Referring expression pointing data
*** Block opens ***

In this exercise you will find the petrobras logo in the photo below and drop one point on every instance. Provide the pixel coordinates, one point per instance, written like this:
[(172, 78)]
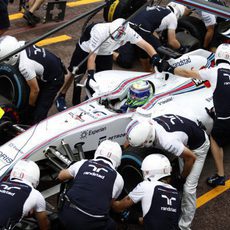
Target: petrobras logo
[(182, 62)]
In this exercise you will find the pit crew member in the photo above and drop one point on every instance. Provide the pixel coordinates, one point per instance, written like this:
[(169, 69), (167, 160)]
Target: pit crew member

*** Block closes ***

Problem: Wherever a line in the data above holds the word "photo", copy that line.

Task output:
In this exercise you will find the petrobras logo in the photo below and drop one point on every instance. Provide the pixel coordinates, one point per instance, written like this:
In this exercise you will find the pit crew member in the photo above and drop one point on every instance. Provide the pixel coordinates, one point per instance, written like this:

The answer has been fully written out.